=== Data to process ===
★ ★ ★ ★ ★

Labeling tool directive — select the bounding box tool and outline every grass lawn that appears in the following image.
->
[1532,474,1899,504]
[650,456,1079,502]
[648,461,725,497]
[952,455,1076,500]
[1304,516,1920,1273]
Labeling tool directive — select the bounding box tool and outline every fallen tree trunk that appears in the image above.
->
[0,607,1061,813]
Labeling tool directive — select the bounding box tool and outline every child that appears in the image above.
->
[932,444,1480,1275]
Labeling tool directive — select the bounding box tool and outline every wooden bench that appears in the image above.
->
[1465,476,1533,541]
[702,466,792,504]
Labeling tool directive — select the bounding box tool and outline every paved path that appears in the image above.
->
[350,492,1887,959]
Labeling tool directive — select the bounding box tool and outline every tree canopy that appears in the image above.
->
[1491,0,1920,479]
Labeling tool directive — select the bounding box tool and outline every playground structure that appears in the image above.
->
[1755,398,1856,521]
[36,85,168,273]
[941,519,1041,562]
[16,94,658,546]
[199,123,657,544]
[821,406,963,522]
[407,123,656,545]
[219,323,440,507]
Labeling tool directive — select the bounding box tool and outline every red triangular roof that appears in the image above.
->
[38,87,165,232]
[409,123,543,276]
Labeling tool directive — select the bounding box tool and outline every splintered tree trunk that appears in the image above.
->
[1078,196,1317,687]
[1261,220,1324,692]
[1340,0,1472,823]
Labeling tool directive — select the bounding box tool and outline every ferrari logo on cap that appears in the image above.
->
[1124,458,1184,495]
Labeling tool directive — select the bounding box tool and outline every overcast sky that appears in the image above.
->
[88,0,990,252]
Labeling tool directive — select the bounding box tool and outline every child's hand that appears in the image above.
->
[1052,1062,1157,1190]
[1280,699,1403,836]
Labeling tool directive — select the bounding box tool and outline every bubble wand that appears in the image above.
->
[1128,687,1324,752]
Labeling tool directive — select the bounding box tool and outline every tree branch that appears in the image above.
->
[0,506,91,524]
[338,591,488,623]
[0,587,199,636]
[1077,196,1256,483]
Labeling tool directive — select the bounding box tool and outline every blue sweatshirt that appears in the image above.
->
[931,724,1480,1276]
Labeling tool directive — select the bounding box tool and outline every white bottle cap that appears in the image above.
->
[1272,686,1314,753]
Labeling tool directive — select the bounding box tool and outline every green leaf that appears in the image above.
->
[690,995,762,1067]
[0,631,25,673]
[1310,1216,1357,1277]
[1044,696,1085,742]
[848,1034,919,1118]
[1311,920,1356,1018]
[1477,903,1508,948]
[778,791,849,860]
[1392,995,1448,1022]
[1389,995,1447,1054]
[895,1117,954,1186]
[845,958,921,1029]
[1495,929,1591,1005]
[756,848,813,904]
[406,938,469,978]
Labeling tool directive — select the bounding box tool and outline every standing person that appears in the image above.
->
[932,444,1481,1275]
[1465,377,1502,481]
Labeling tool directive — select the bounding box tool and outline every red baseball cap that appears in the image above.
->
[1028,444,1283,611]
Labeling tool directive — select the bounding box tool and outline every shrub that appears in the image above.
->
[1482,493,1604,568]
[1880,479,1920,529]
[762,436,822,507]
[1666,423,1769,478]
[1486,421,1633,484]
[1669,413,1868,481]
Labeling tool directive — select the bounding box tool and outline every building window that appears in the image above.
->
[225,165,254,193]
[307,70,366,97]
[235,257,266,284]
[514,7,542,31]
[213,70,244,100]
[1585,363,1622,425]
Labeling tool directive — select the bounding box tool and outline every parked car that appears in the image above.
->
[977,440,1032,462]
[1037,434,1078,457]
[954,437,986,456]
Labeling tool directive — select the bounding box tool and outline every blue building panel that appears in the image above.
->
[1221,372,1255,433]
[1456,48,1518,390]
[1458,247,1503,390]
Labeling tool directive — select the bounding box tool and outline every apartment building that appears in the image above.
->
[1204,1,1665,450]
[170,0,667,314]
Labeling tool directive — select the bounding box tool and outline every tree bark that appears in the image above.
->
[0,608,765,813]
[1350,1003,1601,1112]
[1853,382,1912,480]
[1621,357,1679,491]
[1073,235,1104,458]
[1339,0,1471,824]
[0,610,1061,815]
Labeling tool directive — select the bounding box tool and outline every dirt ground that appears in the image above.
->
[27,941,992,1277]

★ ★ ★ ★ ★

=== Exercise ===
From the entries, copy out each line containing the word "trunk".

=== Your response ===
Labeling tool directive — select the bounding box tool and outline every fallen tree trunk that appears in the image above.
Labeling tool directive — select the bounding box tool and outline every splintered tree trunk that appears in the image above.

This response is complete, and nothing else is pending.